■ Passage provided:
----
A BOWL of cereal could contain up to a third of your kids’ daily sugar allowance, health campaigners today warned.
While salt levels have been slashed by 50 per cent in the last decade, sugar content remains high with some containing 35 per cent.
The Action on Sugar report found Kellogg’s Crunchy Nut and Asda’s Honey Nut Corn Flakes were among those with the most sugar per serving
Meanwhile, Lidl and Aldi’s versions were found to have lower levels of sugar
Experts recommend kids eat no more than five teaspoons of the sweet stuff each day.
But, a study of 63 popular cereals, reveals the sweetest contain three teaspoons in a typical 30g serving.
Action on Sugar praised measures to cut salt content since 2004, but said urgent action must be taken to target sugar levels.
Kawther Hashem, a registered nutritionist at Queen Mary University, London and the campaign group, said: “There has been no national sugar reduction programme, as there has been for salt, which is imperative if we want to see real and measurable improvements.
“The variation in sugar content between similar products clearly demonstrates there is no technical reason whatsoever why cereals contain such high levels of sugar.”
Of the 63 cereals, Kellogg’s Crunchy Nut was found to be among those with the highest level of sugar.
----
■ Material provided:
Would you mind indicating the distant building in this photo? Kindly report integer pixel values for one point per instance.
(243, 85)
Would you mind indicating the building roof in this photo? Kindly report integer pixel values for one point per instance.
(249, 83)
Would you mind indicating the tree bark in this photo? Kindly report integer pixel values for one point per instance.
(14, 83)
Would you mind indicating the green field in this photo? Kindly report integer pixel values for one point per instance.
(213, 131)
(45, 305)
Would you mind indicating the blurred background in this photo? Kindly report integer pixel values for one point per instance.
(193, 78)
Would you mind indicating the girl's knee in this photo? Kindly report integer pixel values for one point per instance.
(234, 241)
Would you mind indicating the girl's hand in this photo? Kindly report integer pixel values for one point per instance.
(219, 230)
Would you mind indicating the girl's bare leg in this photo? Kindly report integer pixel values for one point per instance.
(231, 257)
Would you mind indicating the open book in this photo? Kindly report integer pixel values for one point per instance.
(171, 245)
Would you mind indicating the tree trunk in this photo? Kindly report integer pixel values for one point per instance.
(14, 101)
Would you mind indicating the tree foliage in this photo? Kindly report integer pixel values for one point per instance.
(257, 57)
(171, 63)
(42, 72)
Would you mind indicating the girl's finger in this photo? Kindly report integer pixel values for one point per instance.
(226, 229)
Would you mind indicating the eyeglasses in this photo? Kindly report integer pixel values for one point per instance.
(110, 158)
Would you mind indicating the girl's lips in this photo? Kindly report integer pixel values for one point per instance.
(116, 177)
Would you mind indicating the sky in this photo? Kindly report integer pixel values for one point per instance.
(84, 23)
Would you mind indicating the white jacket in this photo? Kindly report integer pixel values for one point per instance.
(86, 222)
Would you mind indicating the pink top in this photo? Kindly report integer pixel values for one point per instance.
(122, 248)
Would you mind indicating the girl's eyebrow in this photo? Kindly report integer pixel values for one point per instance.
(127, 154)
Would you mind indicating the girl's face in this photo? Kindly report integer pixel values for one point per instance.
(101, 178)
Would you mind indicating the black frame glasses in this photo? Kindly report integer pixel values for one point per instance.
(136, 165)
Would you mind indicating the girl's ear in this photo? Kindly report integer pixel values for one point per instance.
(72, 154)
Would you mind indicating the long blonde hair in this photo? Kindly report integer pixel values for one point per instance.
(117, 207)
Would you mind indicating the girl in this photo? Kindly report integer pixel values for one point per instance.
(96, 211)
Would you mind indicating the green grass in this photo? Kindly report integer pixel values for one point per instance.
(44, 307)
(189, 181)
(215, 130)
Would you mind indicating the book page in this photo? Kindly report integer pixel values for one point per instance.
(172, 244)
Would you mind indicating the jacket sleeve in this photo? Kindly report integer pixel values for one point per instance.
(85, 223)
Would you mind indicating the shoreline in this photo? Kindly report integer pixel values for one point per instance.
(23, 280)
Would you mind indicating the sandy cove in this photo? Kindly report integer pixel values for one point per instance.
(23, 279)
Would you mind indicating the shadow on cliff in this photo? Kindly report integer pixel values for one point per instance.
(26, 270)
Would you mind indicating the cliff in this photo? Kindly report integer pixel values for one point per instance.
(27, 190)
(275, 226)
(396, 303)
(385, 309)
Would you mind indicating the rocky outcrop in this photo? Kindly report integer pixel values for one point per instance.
----
■ Activity list:
(1) In the cereal sugar article, what is the most sugar experts recommend kids eat each day?
(2) Using the cereal sugar article, explain why Kawther Hashem says there is no technical reason for cereals to contain such high levels of sugar.

■ Task responses:
(1) No more than five teaspoons.

(2) She points to the variation in sugar content between similar products. Similar cereals differ in how much sugar they contain, which in her view clearly shows that the high levels are not technically necessary.